→ **Directions for this task**
Copy each of the items below word for word, without changing anything.
## begin Data provided
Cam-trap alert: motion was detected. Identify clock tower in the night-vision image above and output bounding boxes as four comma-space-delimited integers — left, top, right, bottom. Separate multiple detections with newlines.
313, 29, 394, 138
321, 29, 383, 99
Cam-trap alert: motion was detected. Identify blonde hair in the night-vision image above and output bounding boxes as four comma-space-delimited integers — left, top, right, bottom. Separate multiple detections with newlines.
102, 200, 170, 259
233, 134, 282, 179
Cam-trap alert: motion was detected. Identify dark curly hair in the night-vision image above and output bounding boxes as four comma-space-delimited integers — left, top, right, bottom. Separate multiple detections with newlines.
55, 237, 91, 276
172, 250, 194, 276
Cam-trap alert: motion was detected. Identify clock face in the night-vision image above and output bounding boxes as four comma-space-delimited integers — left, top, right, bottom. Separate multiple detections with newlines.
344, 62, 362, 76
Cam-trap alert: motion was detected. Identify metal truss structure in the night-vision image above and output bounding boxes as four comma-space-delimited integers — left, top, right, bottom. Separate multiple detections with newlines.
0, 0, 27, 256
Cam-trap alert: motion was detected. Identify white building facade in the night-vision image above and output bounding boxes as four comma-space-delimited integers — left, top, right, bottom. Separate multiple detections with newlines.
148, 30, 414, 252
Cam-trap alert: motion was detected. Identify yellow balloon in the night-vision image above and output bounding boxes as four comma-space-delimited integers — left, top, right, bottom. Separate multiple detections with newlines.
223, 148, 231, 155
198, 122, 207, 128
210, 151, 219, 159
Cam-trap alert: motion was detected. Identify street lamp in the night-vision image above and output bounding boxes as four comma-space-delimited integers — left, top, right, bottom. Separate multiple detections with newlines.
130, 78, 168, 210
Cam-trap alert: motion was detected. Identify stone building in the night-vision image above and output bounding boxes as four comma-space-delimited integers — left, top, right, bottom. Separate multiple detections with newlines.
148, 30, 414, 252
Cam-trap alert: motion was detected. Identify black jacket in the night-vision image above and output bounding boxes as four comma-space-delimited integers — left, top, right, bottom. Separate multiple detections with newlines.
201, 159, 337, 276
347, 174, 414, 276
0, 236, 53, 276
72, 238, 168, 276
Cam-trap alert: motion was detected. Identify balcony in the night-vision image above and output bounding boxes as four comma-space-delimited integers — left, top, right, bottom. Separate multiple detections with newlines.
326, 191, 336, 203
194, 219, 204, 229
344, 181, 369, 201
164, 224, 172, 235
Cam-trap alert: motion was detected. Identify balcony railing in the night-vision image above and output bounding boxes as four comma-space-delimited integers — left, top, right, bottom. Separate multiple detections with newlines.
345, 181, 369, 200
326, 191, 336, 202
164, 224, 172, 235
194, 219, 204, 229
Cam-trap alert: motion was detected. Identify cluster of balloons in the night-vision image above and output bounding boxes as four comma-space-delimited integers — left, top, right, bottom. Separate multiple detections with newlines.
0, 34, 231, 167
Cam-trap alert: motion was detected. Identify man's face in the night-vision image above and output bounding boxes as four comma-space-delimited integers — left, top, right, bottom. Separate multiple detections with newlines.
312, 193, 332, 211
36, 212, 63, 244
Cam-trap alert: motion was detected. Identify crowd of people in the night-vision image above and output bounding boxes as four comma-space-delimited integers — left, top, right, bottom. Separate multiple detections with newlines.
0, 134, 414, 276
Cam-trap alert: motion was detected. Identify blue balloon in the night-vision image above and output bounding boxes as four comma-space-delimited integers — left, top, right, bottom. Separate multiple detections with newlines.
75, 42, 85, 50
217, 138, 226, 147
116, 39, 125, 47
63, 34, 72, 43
## end Data provided
→ **Response below**
Cam-trap alert: motion was detected. Identify clock tower in the night-vision image above and output bounding boxes as four comma-space-delimited integers — left, top, right, bottom. Separate multiple detections with newlines.
313, 29, 394, 138
321, 29, 383, 99
Cam-trap alert: motion was detected. Identify blonde hair in the night-vision image above and output bounding boxes as four comma-space-delimited integers — left, top, right, bottom. Separate multiple detections with newlines.
102, 200, 170, 259
233, 134, 282, 179
Cam-trap alert: motion was detected. Identify dark curly hair in the night-vision image above and output bounding boxes as four comma-space-delimited integers — left, top, right, bottom. Separate multiple detections with newlines.
55, 237, 91, 276
172, 250, 194, 276
Cam-trap alert: motion was detected. Identify clock face in the night-vision image above and output bounding boxes as four comma-space-delimited integers — left, top, right, bottom. Separate multiple detections with newlines.
344, 62, 362, 76
Cam-trap alert: motion was detected. Identify metal truss structure in the night-vision image above and output bounding boxes as four comma-space-delimited integers — left, top, right, bottom. Separate multiple detections with newlines.
0, 0, 27, 256
Cam-trap alert: motion was detected. Identify white building facade in the night-vision image above and output bounding boxes as four comma-space-delimited integers — left, top, right, bottom. Separate multiple detections with newlines.
148, 30, 414, 252
Cam-trap alert: motion was detected. Identify yellow balloon in the night-vision image above and output bounding boxes as four comma-space-delimited integers — left, top, right, bottom. Separate multiple detections with newlines.
223, 148, 231, 155
198, 122, 207, 128
210, 151, 219, 159
Cam-trap alert: motion was detected. Identify street lamp in the night-vision image above and output bounding boxes as four comma-space-delimited integers — left, top, right, bottom. Separate multiple detections with newlines.
130, 78, 168, 210
Cam-trap alert: motion was detected. Identify stone building in the night-vision image above and output bounding boxes as four comma-space-delimited integers — left, top, right, bottom. Separate multiple detections with newlines.
148, 30, 414, 252
Cam-trap alert: motion was detected. Identify black jacket in the night-vision image above and output bounding boxes as four comma-space-delimited integers — left, top, right, bottom. Separate multiple detections with newlines.
201, 159, 337, 276
347, 174, 414, 276
0, 236, 53, 276
72, 238, 168, 276
Cam-trap alert: motion was detected. Identify balcony in the night-vision image above and output bounding boxes as four comma-space-delimited integers — left, top, right, bottom. Separate multiple detections with newlines.
326, 191, 336, 203
194, 219, 204, 229
344, 181, 369, 201
164, 224, 172, 235
Cam-trap alert: motion was detected. Identify balcony railing in the night-vision image above and output bounding boxes as four comma-space-delimited integers — left, top, right, bottom. Separate multiple detections with newlines.
345, 181, 369, 200
326, 191, 336, 202
164, 224, 172, 235
194, 219, 204, 229
Cam-trap alert: motion was detected. Identify cluster of balloons in the night-vision image above and output bounding boxes as four comma-space-delimited integers — left, top, right, bottom. Separate multiple detections with newlines.
0, 34, 231, 167
Cam-trap alert: motion was detected. Identify man's face in the night-vision image above and output bounding boxes as four comma-space-delimited integers — left, top, right, bottom. Separate multiple detections with newlines.
312, 193, 332, 211
36, 212, 63, 244
Cam-trap alert: motion was detected. Identify crowd of people in the night-vision image above and output bounding boxes as four comma-space-delimited integers — left, top, right, bottom. Separate multiple detections with newlines.
0, 134, 414, 276
Cam-trap alert: motion was detected. Identify blue balloon in the night-vision image above and output bounding boxes as four comma-space-delimited integers — left, top, right, bottom. Separate multiple detections with newlines.
75, 42, 85, 50
217, 138, 226, 147
116, 39, 125, 47
63, 34, 72, 43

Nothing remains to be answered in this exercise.